▶ [The exercise]: Report each line of the material below that contains the string "instance". The match is case-sensitive.

▶ [Record extracts]:
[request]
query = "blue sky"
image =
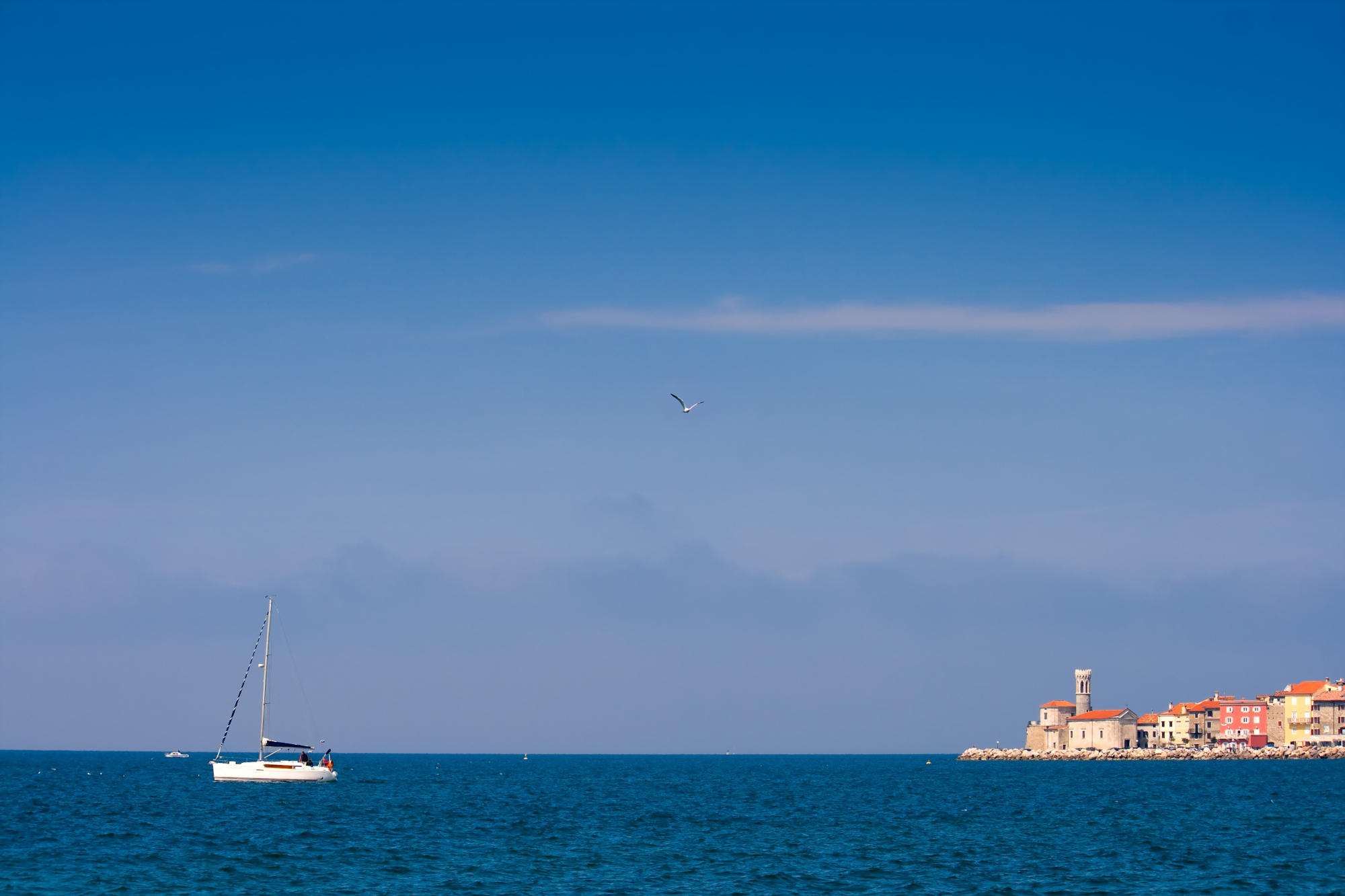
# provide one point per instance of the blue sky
* * *
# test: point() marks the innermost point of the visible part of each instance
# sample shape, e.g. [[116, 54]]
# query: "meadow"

▶ [Task solution]:
# provide one point per instance of the blue sky
# test: point() marks the innermost point of the visible part of each instance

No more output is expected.